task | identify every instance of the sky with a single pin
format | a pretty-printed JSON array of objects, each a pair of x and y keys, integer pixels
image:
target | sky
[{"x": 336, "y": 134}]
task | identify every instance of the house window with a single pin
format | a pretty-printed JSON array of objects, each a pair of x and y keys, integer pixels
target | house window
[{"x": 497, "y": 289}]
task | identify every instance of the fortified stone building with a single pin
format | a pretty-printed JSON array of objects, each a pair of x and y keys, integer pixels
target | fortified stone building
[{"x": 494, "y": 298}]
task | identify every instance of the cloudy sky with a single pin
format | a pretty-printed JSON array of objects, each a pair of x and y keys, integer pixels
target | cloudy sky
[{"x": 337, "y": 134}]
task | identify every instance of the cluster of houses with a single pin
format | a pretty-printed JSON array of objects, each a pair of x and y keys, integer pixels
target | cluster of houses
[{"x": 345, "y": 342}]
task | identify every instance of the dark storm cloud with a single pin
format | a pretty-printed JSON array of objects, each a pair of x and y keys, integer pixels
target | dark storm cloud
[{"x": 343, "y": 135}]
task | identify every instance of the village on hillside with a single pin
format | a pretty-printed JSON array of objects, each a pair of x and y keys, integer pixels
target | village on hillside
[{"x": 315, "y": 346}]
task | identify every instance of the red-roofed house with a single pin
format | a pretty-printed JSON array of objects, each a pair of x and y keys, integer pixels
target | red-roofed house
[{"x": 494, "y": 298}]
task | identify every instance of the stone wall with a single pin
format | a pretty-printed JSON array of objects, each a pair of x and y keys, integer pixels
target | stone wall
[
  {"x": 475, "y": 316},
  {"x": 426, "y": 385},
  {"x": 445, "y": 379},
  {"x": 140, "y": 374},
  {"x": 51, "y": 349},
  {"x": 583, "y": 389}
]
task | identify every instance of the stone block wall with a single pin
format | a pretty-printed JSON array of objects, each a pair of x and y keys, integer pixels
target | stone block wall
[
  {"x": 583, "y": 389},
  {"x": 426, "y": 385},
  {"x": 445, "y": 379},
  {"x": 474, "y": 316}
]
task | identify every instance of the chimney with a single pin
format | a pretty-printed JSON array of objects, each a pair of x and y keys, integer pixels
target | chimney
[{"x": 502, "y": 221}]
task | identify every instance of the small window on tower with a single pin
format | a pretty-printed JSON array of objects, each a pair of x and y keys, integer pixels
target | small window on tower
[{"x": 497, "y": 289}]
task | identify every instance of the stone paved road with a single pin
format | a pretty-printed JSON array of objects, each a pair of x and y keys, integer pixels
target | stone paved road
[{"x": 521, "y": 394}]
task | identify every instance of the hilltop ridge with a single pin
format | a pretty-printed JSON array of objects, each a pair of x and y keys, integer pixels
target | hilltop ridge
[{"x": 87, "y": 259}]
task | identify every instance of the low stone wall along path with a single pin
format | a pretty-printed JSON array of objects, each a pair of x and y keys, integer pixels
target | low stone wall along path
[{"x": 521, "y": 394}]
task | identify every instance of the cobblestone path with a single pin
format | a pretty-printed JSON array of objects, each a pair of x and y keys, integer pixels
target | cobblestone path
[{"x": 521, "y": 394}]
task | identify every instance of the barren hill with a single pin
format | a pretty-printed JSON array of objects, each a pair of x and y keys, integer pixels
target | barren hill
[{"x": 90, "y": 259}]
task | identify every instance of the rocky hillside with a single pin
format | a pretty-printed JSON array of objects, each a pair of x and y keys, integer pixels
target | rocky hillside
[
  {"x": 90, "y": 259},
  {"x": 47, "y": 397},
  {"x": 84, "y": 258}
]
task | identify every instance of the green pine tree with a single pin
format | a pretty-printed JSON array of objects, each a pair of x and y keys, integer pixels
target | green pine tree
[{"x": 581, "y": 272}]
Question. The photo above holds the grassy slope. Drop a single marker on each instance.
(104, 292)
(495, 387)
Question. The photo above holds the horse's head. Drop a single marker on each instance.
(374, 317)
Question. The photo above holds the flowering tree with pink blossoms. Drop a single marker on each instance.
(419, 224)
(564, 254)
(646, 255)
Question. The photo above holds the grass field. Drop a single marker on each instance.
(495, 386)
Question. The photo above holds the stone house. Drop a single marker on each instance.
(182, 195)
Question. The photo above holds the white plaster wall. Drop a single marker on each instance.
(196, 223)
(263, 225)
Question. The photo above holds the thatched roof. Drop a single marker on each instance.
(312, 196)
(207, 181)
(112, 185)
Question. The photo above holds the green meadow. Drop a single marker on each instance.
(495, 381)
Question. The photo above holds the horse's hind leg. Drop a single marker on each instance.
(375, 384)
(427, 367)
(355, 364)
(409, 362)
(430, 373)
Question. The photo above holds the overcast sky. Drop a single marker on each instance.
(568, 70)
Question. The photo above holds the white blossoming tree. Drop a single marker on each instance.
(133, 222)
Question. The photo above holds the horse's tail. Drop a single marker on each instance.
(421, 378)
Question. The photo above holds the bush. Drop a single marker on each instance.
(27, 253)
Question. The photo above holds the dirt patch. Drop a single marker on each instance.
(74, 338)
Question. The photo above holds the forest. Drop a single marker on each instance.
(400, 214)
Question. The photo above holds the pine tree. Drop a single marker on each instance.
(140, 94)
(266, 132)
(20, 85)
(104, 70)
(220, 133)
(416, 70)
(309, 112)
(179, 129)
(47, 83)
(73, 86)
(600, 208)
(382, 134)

YOUR TASK: Copy all the records above precisely.

ANSWER TO THIS EXERCISE:
task | identify every instance of the sky with a single pin
format | a pretty-printed JSON array of objects, each a pair of x and y keys, integer pixels
image:
target | sky
[{"x": 336, "y": 134}]
task | identify every instance of the house window with a single pin
format | a pretty-printed JSON array of objects, each a pair of x and y keys, integer pixels
target | house window
[{"x": 497, "y": 289}]
task | identify every instance of the fortified stone building with a single pin
format | a pretty-printed JSON array of objects, each a pair of x and y keys, integer pixels
target | fortified stone building
[{"x": 494, "y": 298}]
task | identify every instance of the cloudy sky with a single pin
format | a pretty-printed JSON array of objects, each a pair of x and y keys, integer pixels
target | cloudy sky
[{"x": 337, "y": 134}]
task | identify every instance of the cluster of houses with a single pin
format | a pretty-printed JSON array of objects, each a pair of x and y keys, integer pixels
target | cluster of houses
[{"x": 345, "y": 342}]
task | identify every instance of the dark storm cloud with a single pin
format | a pretty-printed JSON array of objects, each a pair of x and y keys, integer pixels
target | dark storm cloud
[{"x": 343, "y": 135}]
task | identify every instance of the village on hillside with a single pin
format | a pretty-printed JSON array of objects, each a pair of x and y keys, integer pixels
target | village on hillside
[{"x": 315, "y": 346}]
task | identify every instance of the red-roofed house with a single pin
format | a pretty-printed JSON array of objects, each a pair of x and y keys, integer pixels
target | red-roofed house
[{"x": 494, "y": 298}]
task | identify every instance of the stone wall with a single pin
format | a pretty-printed JSON array of objects, each a pair of x and y keys, integer pixels
target | stone wall
[
  {"x": 475, "y": 316},
  {"x": 426, "y": 385},
  {"x": 445, "y": 379},
  {"x": 140, "y": 374},
  {"x": 51, "y": 349},
  {"x": 583, "y": 389}
]
task | identify every instance of the stone block wall with a single pin
format | a pretty-printed JSON array of objects, each a pair of x and y keys, integer pixels
target | stone block wall
[
  {"x": 583, "y": 389},
  {"x": 426, "y": 385},
  {"x": 445, "y": 379},
  {"x": 474, "y": 316}
]
task | identify every instance of the chimney with a single pin
format | a pretty-printed JSON array of objects, each a pair of x and y keys, integer pixels
target | chimney
[{"x": 502, "y": 221}]
task | identify every instance of the small window on tower with a single pin
format | a pretty-printed JSON array of objects, each a pair of x and y keys, integer pixels
target | small window on tower
[{"x": 497, "y": 289}]
task | identify every instance of the stone paved road with a single pin
format | a pretty-printed JSON array of objects, each a pair of x and y keys, integer pixels
target | stone paved road
[{"x": 521, "y": 394}]
task | identify every instance of the hilltop ridge with a single pin
format | a pretty-printed JSON array of objects, each a pair of x and y keys, integer pixels
target | hilltop ridge
[{"x": 87, "y": 259}]
task | identify every instance of the low stone wall along path with a single pin
format | a pretty-printed JSON array of objects, each a pair of x and y keys, integer pixels
target | low stone wall along path
[{"x": 521, "y": 394}]
task | identify every instance of the cobblestone path with a single pin
format | a pretty-printed JSON array of objects, each a pair of x and y keys, integer pixels
target | cobblestone path
[{"x": 521, "y": 394}]
task | identify every instance of the barren hill with a single pin
format | a pretty-printed JSON array of objects, each a pair of x and y keys, integer pixels
target | barren hill
[{"x": 90, "y": 259}]
task | identify every instance of the rocky hillside with a single pin
format | a pretty-printed JSON array of objects, each a pair of x and y keys, integer pixels
target | rocky hillside
[
  {"x": 90, "y": 259},
  {"x": 47, "y": 397},
  {"x": 84, "y": 258}
]
task | identify every instance of the green pine tree with a single pin
format | a pretty-printed JSON array of objects, each a pair of x and y keys, integer pixels
target | green pine tree
[{"x": 581, "y": 272}]
Question. The photo above holds the grassy slope. Drop a single marker on each instance.
(104, 292)
(495, 387)
Question. The photo above holds the horse's head. Drop a single marker on each instance.
(374, 317)
Question. The photo above holds the flowering tree with pink blossoms. Drop a single marker on each instance.
(419, 224)
(564, 254)
(646, 255)
Question. The photo above holds the grass field. Drop a single marker on each instance.
(495, 386)
Question. The photo above holds the stone house. Drop a single marker on each instance.
(182, 195)
Question. The photo above holds the white plaster wall. Drop a single marker on each instance.
(196, 223)
(263, 225)
Question. The photo above holds the thatched roof. Drop a single marker on each instance.
(312, 196)
(207, 181)
(112, 185)
Question. The photo above holds the green meadow. Drop a single marker on each instance.
(495, 381)
Question. The photo above holds the horse's hind leg. Drop a single marker on each instance.
(375, 384)
(427, 367)
(355, 364)
(409, 362)
(430, 373)
Question. The photo above holds the overcast sky. Drop a single marker on each instance.
(568, 70)
Question. The photo above holds the white blossoming tree. Drop a single marker on each instance.
(133, 222)
Question. The photo above holds the horse's tail. Drop a single marker on each instance.
(421, 378)
Question. The photo above holds the bush. Drop a single marker on each instance.
(27, 253)
Question. The photo above holds the dirt patch. Drop a single marker on each instance.
(74, 338)
Question. The photo above holds the forest. Drop a single marker on each instance.
(400, 214)
Question. The photo above holds the pine tree. Drop a single marker on each instance.
(140, 94)
(266, 132)
(20, 85)
(104, 70)
(220, 133)
(416, 70)
(309, 112)
(179, 129)
(47, 83)
(73, 86)
(600, 208)
(382, 134)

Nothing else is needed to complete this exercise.